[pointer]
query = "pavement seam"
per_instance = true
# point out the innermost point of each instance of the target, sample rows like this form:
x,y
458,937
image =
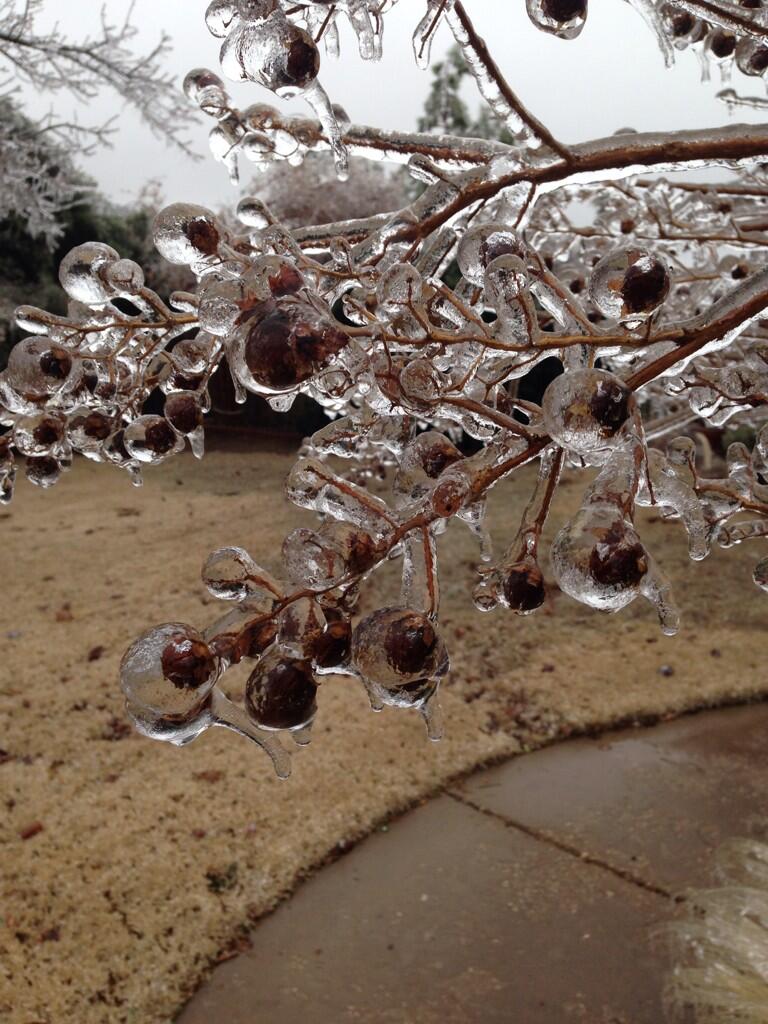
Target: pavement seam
x,y
563,847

Given task: Every line should be retyped exactly, with the pictures omitted.

Written response:
[pointer]
query = "pavement seam"
per_instance = true
# point out the innermost point of each instance of the target, sample rows like this form:
x,y
458,937
image =
Target: pavement seam
x,y
563,847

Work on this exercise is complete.